# DESCRIPTION OF THE TASK:
Leaving nothing out, set down all the data exactly.
——————
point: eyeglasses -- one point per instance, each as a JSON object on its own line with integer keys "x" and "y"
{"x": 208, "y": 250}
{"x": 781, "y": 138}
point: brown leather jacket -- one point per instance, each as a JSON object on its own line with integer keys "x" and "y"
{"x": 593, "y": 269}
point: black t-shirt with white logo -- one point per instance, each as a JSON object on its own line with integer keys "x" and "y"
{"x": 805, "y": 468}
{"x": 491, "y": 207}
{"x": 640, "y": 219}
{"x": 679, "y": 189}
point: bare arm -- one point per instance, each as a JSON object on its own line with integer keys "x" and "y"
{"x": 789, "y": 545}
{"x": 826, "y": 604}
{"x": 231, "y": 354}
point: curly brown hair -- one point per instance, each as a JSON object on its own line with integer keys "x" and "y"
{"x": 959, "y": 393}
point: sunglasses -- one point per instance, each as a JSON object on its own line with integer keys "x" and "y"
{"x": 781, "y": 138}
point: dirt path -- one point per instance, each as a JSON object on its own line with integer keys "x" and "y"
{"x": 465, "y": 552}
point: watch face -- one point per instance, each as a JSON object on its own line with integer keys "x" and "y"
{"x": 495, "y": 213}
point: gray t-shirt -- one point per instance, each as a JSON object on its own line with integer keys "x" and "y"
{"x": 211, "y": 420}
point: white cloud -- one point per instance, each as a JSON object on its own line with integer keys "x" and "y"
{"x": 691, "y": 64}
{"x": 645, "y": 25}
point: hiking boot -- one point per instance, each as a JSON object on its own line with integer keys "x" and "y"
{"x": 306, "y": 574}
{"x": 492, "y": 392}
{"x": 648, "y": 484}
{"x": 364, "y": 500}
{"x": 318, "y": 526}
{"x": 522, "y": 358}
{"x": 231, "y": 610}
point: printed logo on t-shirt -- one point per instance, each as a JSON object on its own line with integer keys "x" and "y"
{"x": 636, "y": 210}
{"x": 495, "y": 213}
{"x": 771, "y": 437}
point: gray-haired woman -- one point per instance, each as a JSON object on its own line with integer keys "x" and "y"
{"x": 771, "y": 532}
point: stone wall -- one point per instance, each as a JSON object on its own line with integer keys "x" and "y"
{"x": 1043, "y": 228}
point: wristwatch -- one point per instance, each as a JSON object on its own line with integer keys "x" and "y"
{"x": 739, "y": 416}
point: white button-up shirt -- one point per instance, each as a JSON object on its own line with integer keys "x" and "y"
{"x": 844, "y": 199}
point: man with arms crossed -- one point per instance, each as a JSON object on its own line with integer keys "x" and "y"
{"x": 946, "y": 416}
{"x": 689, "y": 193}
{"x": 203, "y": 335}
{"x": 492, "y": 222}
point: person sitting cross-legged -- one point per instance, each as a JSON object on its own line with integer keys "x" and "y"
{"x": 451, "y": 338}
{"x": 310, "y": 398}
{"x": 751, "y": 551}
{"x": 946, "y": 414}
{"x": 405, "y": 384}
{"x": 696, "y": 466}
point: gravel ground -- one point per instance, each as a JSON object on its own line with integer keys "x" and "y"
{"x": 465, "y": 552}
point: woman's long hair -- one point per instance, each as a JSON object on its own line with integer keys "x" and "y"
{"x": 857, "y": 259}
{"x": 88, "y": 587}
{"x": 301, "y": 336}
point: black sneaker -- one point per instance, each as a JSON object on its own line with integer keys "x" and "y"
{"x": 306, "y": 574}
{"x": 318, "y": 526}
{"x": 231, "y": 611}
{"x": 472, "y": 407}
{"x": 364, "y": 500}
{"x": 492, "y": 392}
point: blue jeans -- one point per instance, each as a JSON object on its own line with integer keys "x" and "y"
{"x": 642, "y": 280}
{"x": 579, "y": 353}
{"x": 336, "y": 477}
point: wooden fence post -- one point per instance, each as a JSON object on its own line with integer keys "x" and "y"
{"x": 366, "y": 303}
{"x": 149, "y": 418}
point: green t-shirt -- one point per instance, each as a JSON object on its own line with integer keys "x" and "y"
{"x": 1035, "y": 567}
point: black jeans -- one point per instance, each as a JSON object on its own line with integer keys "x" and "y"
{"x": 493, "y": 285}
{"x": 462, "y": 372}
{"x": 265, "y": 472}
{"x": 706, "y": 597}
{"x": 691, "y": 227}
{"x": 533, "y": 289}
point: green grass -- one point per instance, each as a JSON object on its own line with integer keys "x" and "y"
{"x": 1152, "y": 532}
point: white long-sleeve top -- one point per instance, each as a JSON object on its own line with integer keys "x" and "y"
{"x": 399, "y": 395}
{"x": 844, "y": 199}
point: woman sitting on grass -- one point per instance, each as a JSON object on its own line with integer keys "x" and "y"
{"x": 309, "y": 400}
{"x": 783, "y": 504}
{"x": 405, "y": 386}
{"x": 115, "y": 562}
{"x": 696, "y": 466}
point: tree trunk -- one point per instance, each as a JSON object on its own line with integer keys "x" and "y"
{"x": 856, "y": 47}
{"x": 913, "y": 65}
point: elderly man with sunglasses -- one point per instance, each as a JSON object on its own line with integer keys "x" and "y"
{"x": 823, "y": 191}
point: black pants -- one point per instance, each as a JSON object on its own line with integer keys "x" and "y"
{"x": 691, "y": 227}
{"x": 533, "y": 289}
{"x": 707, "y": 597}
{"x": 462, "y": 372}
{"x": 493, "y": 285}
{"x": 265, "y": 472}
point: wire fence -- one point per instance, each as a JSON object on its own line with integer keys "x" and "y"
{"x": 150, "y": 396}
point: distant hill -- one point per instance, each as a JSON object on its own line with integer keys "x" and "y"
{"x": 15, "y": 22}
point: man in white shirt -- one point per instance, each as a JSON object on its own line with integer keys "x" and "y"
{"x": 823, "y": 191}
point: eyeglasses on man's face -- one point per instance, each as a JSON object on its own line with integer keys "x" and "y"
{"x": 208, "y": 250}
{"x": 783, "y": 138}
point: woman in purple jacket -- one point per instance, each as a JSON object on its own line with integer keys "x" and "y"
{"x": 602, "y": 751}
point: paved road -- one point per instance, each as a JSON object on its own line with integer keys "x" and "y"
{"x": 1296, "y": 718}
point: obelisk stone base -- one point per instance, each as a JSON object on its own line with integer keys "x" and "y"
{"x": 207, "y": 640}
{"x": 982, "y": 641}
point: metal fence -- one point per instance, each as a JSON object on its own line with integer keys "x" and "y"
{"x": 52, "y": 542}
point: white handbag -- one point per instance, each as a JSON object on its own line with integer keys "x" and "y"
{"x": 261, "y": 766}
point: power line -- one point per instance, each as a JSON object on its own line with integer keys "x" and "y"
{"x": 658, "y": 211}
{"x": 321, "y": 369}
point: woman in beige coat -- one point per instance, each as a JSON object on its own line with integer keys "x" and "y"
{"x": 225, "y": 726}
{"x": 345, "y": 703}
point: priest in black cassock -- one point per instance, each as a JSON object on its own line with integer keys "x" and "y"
——————
# ANSWER TO THE EXERCISE:
point: eyeglasses -- one point per instance, each as a JSON object on its own line with integer keys "x" and "y"
{"x": 208, "y": 250}
{"x": 781, "y": 138}
point: brown leather jacket -- one point per instance, each as a JSON object on its own line with integer keys "x" and "y"
{"x": 593, "y": 269}
point: black t-shirt with white logo -- one point per instance, each as a JSON object on its own line with integer keys "x" and "y"
{"x": 805, "y": 468}
{"x": 491, "y": 207}
{"x": 640, "y": 219}
{"x": 679, "y": 189}
point: bare arm -- one point per instance, each as a JSON object on its own line with integer keys "x" and "y"
{"x": 789, "y": 545}
{"x": 826, "y": 604}
{"x": 231, "y": 354}
point: curly brown hair -- one point per instance, each as a JSON object on its own line with integer keys "x" and "y"
{"x": 959, "y": 393}
point: sunglasses -- one point per instance, each as a JSON object on its own line with integer keys "x" and "y"
{"x": 781, "y": 138}
point: dirt path -- one point per instance, each as a JSON object on its own line with integer keys "x" and "y"
{"x": 465, "y": 552}
point: watch face -- one point per instance, each as a JSON object on its own line with integer keys "x" and "y"
{"x": 495, "y": 213}
point: gray t-shirt -- one point per instance, each as a JSON object on its own line with integer keys "x" and "y"
{"x": 211, "y": 420}
point: white cloud -- one point per instance, each as a JSON object on its own line with integer keys "x" and "y"
{"x": 691, "y": 64}
{"x": 645, "y": 25}
point: hiking boot -- one point per instance, each as a JSON object on its own line with integer keys "x" and "y"
{"x": 306, "y": 574}
{"x": 492, "y": 392}
{"x": 648, "y": 484}
{"x": 364, "y": 500}
{"x": 318, "y": 526}
{"x": 522, "y": 358}
{"x": 231, "y": 610}
point: printed logo on t-shirt -- one point per instance, each as a JSON object on its own line with integer keys "x" and "y"
{"x": 636, "y": 210}
{"x": 495, "y": 213}
{"x": 771, "y": 437}
point: gray-haired woman -- one point per instance, each as a JSON object on its own line with integer keys "x" and "y"
{"x": 771, "y": 532}
point: stone wall -- one point per instance, each as a JSON object on its own line with integer keys "x" and "y"
{"x": 1043, "y": 228}
point: wristwatch -- one point per instance, each as a JSON object on its own line with integer keys "x" and "y"
{"x": 739, "y": 416}
point: white button-up shirt -- one point per instance, each as a JSON object on its own line with integer keys "x" and "y"
{"x": 844, "y": 199}
point: man with arms crossed -- one point per instance, each as a JSON object on its own line with integer keys "x" and "y"
{"x": 946, "y": 416}
{"x": 689, "y": 193}
{"x": 203, "y": 335}
{"x": 492, "y": 222}
point: person sitting cross-legged -- one point per instance, each as a JSON object on its own line with integer keys "x" and "y"
{"x": 451, "y": 338}
{"x": 310, "y": 398}
{"x": 751, "y": 551}
{"x": 946, "y": 414}
{"x": 405, "y": 384}
{"x": 696, "y": 466}
point: gravel ground -- one point per instance, each as a JSON object on its own line with integer keys "x" and "y"
{"x": 465, "y": 552}
point: woman's long hair -- one point per instance, each as a JSON object on its own line with integer keys "x" and "y"
{"x": 857, "y": 259}
{"x": 88, "y": 587}
{"x": 301, "y": 336}
point: black sneaker -- one point per instance, each as a JSON object on its own line with integer keys "x" and "y"
{"x": 306, "y": 574}
{"x": 318, "y": 526}
{"x": 231, "y": 611}
{"x": 472, "y": 407}
{"x": 364, "y": 500}
{"x": 492, "y": 392}
point: blue jeans -- one point per instance, each as a JSON object on its own line with integer keys "x" and "y"
{"x": 642, "y": 280}
{"x": 579, "y": 353}
{"x": 336, "y": 477}
point: wooden fence post -- one point per instance, each as a JSON object on its own line with integer keys "x" and "y"
{"x": 366, "y": 303}
{"x": 149, "y": 418}
point: green t-shirt -- one point per instance, each as a JSON object on its own line with integer keys "x" and "y"
{"x": 1035, "y": 567}
point: black jeans -- one point per instance, each as a JSON object on its own line with integer keys "x" and "y"
{"x": 493, "y": 285}
{"x": 462, "y": 372}
{"x": 265, "y": 472}
{"x": 706, "y": 597}
{"x": 691, "y": 227}
{"x": 533, "y": 289}
point: green grass -- one point per instance, each as a JSON object on its own line with integer keys "x" and "y"
{"x": 1152, "y": 532}
point: white long-sleeve top -- one point per instance, each as a JSON object on its own line with integer keys "x" and "y"
{"x": 399, "y": 395}
{"x": 844, "y": 199}
point: woman sitting on grass -- one point per instance, each as a JSON object on its own line with integer keys "x" and "y"
{"x": 309, "y": 400}
{"x": 783, "y": 504}
{"x": 405, "y": 386}
{"x": 115, "y": 562}
{"x": 696, "y": 466}
point: tree trunk -- one point per instance, each as a JSON object on its own line with integer keys "x" and "y"
{"x": 856, "y": 47}
{"x": 913, "y": 65}
point: elderly man with sunglasses -- one point per instance, each as a JSON object on its own line with integer keys "x" and "y"
{"x": 823, "y": 191}
point: black pants -- one point per instance, each as a JSON object on its own line with integer keys "x" and "y"
{"x": 691, "y": 227}
{"x": 533, "y": 289}
{"x": 707, "y": 597}
{"x": 462, "y": 372}
{"x": 493, "y": 285}
{"x": 265, "y": 472}
point: wire fence -- one point per instance, each as a JSON object on its own line with integer keys "x" and "y"
{"x": 150, "y": 396}
point: distant hill -- one point per instance, each as a JSON object on its own line with integer keys "x" and "y"
{"x": 15, "y": 22}
point: man in white shirt -- one point per instance, each as a JSON object on its own line with integer keys "x" and "y"
{"x": 823, "y": 191}
point: eyeglasses on man's face -- one point per instance, each as a JSON object on its own line with integer keys "x" and "y"
{"x": 208, "y": 250}
{"x": 783, "y": 138}
point: woman in purple jacket -- one point per instance, each as a JSON object on its own line with integer keys "x" and "y"
{"x": 602, "y": 751}
point: paved road -- one point per instance, each as a JSON object on its own line with integer keys "x" and "y"
{"x": 1296, "y": 718}
point: obelisk stone base -- one point per instance, each as a JSON object on its own line with integer keys "x" and "y"
{"x": 207, "y": 640}
{"x": 982, "y": 641}
point: metal fence -- one point per instance, each as a JSON object on its own line with integer keys "x" and "y"
{"x": 52, "y": 542}
point: white handbag -- one point per instance, each as a JSON object on its own line with integer keys "x" and "y"
{"x": 261, "y": 766}
point: power line -- one point per instance, each as a JSON object on its own line with integer keys "x" and "y"
{"x": 658, "y": 211}
{"x": 321, "y": 369}
point: woman in beige coat -- one point per instance, each as a JSON object on its own line with integer keys "x" and "y"
{"x": 225, "y": 726}
{"x": 345, "y": 703}
point: priest in black cassock -- one point per instance, each as a JSON object on its own line with integer keys "x" and "y"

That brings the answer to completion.